> [Selected passage]
++++++

I'm running a mandelbrot generator (2D image from static params) on OpenCL. The program is straightforward:
__kernel
void mandelbrot(__global uchar * output,
const float xstep,
const float xoffset,
const float ystep,
const float yoffset,
const int maxiter)
{
int gid_y = get_global_id(1);
int gid_x = get_global_id(0);
//calculate x and y on the fly for every pixel.
//This is just as fast as reading precalculated rulers from global memory.
float x = gid_x * xstep + xoffset;
float y = gid_y * ystep + yoffset;
float real = 0;
float imag = 0;
int out = 0;
for(int curiter = 0; curiter < maxiter; curiter++) {
float nreal = real*real - imag*imag + x;
imag = 2* real*imag + y;
real = nreal;
if (real*real + imag*imag > 4.0f) {
out = curiter;
break;
}
}
//normalize output
out *= 256.0 / (float)maxiter;
output[gid_y * get_global_size(0) + gid_x] = out;
}
[EDIT] [posted full kernel, and swapped rows and columns as suggested. This way I gained 18% performance on AMD, but 0% on NVidia. The original code was
output[get_global_id(0) * get_global_size(1) + get_global_id(1)] = out;
[/EDIT]
I'm running it on my Nvidia Quadro 1000M, which has 2 compute units and 96 CUDA cores (48 cores per compute unit).
I'm playing around by changing the local group size when enqueuing the kernel. These are the performance results I get with different sizes when generating a 400Mpixel image. All numbers are from the OpenCL profiler and exclude the final memory copy back to the OS. The image is 40992x10272 - both height and width are divisible by 48.
rows x columns
8x8: 397 MPixel/s
8x12: 505 MPixel/s
8x16: 523 MPixel/s
8x24: 521 MPixel/s
8x32: 520 MPixel/s
8x48: 520 MPixel/s
1x48: 321 MPixel/s
2x32: 424 MPixel/s
2x48: 523 MPixel/s
4x24: 519 MPixel/s
3x32: 525 MPixel/s
4x32: 525 MPixel/s
4x48: 525 MPixel/s
12x8: 490 MPixel/s
12x12:464 MPixel/s
12x24:505 MPixel/s
12x32:508 MPixel/s
12x48:433 MPixel/s
16x8: 499 MPixel/s
16x12:499 MPixel/s
16x16:472 MPixel/s
16x24:450 MPixel/s
16x32:440 MPixel/s
16x48:418 MPixel/s
Some of these numbers leave me baffled. While it is clear why I get best results with 48 columns (thanks to how SIMD operations work), I don't understand:
Thanks in advance
I answered to a similar question here that you might find interesting before reading the following.
Actually it already degrades when you use 12 rows. Memory access works by transaction. A transaction will fetch a certain number of bytes in one shot. Now if several workitems try to access several contiguous elements in an array it means that one transaction might be enough to serve them all.
Because you access the memory in this way:
output[get_global_id(0) * get_global_size(1) + get_global_id(1)] = out;
it means that the bigger the local size is in the dimension 0, the bigger the number of transaction will be since you have to access non contiguous elements (separated by get_global_size(1) elements). And global memory access is expensive.
So in the case of the 12/16 rows, you have at least 12/16 transactions needed. This lead to your second question:
Based on what I've just said before, it seems that the performance should be great, since the number of transactions would be minimal.

++++++

> [Recorded information]
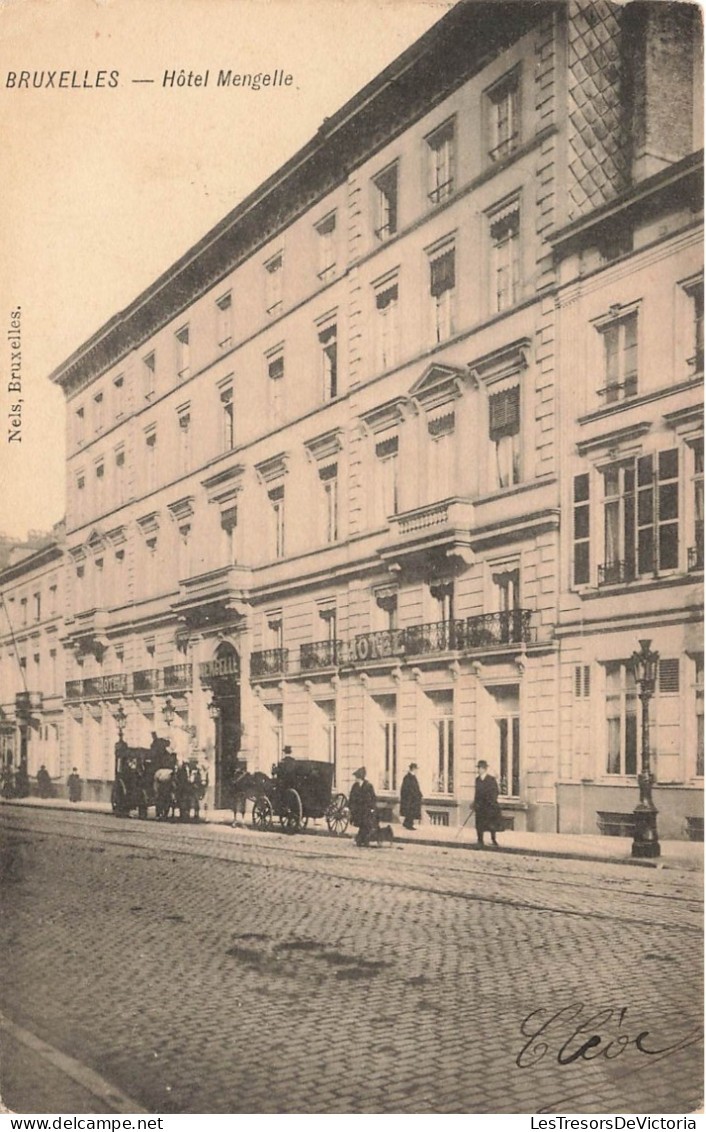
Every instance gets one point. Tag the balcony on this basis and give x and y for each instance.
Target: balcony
(616, 573)
(178, 677)
(320, 654)
(146, 679)
(269, 662)
(436, 636)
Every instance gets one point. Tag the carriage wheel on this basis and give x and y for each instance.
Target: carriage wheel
(337, 815)
(118, 799)
(261, 813)
(292, 815)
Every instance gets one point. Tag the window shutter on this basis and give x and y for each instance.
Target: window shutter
(504, 413)
(444, 273)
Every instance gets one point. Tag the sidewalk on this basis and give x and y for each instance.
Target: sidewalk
(683, 855)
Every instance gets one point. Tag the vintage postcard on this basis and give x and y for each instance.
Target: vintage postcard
(352, 560)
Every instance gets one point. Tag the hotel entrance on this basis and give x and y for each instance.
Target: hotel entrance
(222, 675)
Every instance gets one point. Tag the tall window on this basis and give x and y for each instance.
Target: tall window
(328, 477)
(182, 352)
(442, 743)
(276, 498)
(229, 525)
(505, 271)
(149, 365)
(640, 516)
(387, 324)
(151, 459)
(386, 479)
(184, 438)
(328, 343)
(441, 161)
(326, 232)
(119, 395)
(698, 693)
(504, 117)
(224, 320)
(621, 719)
(441, 451)
(696, 292)
(386, 203)
(505, 436)
(442, 285)
(120, 476)
(273, 284)
(696, 552)
(582, 529)
(620, 358)
(227, 425)
(275, 374)
(507, 727)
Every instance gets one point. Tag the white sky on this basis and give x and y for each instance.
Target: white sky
(102, 189)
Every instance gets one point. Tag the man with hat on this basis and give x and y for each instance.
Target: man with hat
(362, 806)
(488, 813)
(411, 798)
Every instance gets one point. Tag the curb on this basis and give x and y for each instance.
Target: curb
(661, 863)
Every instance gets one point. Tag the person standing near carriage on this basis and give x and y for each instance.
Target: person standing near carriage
(411, 798)
(75, 786)
(487, 808)
(362, 806)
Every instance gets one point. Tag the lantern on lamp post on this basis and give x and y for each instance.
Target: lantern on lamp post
(645, 841)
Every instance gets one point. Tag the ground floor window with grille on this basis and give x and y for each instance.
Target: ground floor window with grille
(507, 755)
(386, 742)
(442, 743)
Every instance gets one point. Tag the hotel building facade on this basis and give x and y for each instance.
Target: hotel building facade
(401, 460)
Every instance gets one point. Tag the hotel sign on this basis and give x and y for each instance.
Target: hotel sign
(223, 666)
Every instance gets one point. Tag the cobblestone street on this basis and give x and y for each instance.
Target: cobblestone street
(203, 969)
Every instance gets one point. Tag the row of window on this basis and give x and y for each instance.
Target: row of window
(29, 608)
(671, 731)
(441, 291)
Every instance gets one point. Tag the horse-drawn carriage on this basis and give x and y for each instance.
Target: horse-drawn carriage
(151, 777)
(298, 789)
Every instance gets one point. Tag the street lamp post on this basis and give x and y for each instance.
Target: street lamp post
(646, 841)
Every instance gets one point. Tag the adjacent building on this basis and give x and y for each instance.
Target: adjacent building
(401, 460)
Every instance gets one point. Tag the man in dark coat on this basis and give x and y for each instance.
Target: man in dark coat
(75, 786)
(411, 798)
(362, 807)
(488, 813)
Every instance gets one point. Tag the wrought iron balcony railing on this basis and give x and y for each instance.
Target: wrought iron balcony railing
(269, 662)
(437, 636)
(147, 679)
(614, 573)
(320, 654)
(178, 676)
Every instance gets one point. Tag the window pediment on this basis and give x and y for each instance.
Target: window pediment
(438, 385)
(499, 365)
(224, 485)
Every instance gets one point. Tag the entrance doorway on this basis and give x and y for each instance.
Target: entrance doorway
(225, 688)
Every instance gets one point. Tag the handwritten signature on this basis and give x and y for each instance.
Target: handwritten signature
(576, 1034)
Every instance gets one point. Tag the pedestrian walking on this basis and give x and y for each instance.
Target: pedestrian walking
(75, 786)
(43, 782)
(487, 808)
(362, 805)
(411, 798)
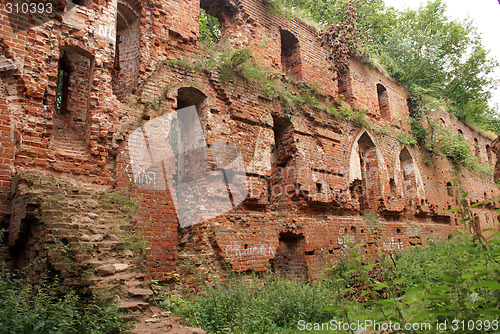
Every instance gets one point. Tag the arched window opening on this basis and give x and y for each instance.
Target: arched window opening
(283, 141)
(449, 188)
(345, 87)
(290, 55)
(476, 147)
(383, 102)
(409, 178)
(368, 190)
(217, 18)
(392, 185)
(488, 153)
(72, 99)
(127, 49)
(81, 2)
(290, 260)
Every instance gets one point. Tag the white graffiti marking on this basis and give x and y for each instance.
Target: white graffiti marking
(236, 251)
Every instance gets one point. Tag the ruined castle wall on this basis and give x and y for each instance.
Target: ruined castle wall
(316, 184)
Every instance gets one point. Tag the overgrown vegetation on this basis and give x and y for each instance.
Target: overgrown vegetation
(453, 281)
(365, 26)
(29, 309)
(441, 61)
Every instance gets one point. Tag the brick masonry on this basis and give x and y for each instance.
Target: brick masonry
(311, 178)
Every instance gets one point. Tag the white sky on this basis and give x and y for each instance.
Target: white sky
(485, 15)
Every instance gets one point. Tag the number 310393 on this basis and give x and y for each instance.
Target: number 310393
(28, 8)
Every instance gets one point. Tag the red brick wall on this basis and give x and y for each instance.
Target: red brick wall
(302, 188)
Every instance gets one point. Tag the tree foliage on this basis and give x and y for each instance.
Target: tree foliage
(210, 32)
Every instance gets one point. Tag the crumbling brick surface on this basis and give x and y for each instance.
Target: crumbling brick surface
(316, 184)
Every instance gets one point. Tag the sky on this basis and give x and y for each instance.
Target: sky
(485, 15)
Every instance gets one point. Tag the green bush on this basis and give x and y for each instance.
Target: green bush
(418, 131)
(252, 305)
(41, 309)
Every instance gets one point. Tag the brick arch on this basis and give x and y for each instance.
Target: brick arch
(127, 48)
(133, 5)
(71, 116)
(408, 180)
(367, 173)
(291, 58)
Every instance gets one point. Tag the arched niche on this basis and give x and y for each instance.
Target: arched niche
(290, 55)
(408, 177)
(74, 80)
(365, 173)
(383, 102)
(127, 48)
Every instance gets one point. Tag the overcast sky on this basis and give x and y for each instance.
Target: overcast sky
(485, 15)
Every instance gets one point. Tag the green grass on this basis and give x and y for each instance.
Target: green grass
(29, 309)
(443, 281)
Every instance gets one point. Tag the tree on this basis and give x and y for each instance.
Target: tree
(439, 60)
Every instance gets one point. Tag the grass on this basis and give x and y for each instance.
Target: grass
(442, 281)
(32, 309)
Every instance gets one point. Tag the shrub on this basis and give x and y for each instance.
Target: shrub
(252, 305)
(41, 309)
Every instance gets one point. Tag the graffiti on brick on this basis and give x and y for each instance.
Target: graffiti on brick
(206, 180)
(238, 252)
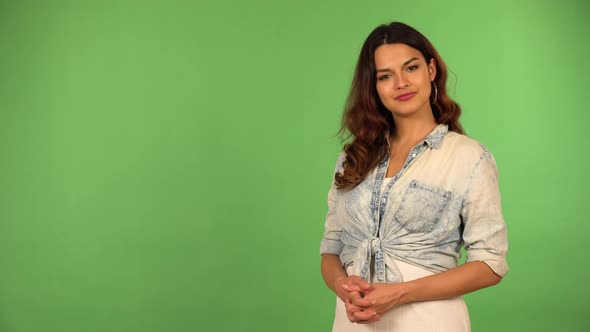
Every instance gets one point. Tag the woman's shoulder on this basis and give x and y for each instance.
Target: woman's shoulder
(464, 146)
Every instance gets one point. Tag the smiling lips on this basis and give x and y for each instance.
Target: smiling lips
(406, 96)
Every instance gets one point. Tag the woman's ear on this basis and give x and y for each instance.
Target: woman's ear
(432, 69)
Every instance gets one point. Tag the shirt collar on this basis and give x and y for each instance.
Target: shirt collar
(434, 139)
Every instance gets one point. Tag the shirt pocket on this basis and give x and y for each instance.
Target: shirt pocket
(421, 207)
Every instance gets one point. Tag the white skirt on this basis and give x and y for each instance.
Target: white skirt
(429, 316)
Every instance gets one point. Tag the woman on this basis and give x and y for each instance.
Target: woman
(409, 191)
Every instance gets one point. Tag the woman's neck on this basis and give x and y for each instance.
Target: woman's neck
(409, 131)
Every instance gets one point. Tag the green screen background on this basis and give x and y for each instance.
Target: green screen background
(164, 165)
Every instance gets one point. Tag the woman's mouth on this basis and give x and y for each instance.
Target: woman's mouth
(406, 96)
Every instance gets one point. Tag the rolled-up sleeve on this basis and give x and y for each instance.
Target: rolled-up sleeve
(331, 243)
(484, 233)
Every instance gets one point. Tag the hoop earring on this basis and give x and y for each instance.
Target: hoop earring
(435, 93)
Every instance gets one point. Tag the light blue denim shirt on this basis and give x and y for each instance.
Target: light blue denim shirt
(444, 197)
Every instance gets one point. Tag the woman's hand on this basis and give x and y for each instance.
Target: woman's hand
(344, 286)
(381, 298)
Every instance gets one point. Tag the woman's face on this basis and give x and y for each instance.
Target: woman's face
(404, 79)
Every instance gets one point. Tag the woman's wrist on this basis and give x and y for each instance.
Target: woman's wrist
(406, 292)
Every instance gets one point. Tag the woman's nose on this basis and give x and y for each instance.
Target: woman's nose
(401, 82)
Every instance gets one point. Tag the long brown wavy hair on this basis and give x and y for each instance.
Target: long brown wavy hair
(367, 120)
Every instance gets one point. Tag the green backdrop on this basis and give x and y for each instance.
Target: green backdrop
(164, 165)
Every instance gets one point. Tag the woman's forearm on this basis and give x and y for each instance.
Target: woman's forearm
(332, 270)
(460, 280)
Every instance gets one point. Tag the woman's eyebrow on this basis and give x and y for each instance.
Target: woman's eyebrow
(405, 63)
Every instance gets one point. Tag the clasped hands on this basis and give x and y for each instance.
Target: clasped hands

++++++

> [To do]
a) From the OpenCL thread above, list every parameter name declared in the signature of the mandelbrot kernel.
b) Print the portion of the OpenCL thread between "I'm playing around" and "divisible by 48.", inclusive.

> [Responses in order]
a) output, xstep, xoffset, ystep, yoffset, maxiter

b)
I'm playing around by changing the local group size when enqueuing the kernel. These are the performance results I get with different sizes when generating a 400Mpixel image. All numbers are from the OpenCL profiler and exclude the final memory copy back to the OS. The image is 40992x10272 - both height and width are divisible by 48.